Image object location entries:
↓
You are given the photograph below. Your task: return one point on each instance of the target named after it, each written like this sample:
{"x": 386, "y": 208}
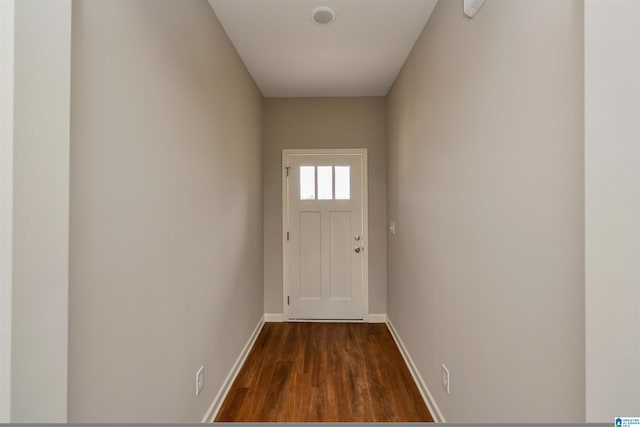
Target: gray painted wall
{"x": 166, "y": 210}
{"x": 612, "y": 152}
{"x": 41, "y": 211}
{"x": 486, "y": 185}
{"x": 324, "y": 123}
↑
Work required: Write out every line above word for word, but leave the picture out of your answer.

Expected output:
You are given the photograph below. Your task: return one point on each instance of the target named after it, each written like this sample:
{"x": 386, "y": 208}
Target: gray painted wall
{"x": 166, "y": 210}
{"x": 612, "y": 152}
{"x": 41, "y": 211}
{"x": 486, "y": 185}
{"x": 324, "y": 123}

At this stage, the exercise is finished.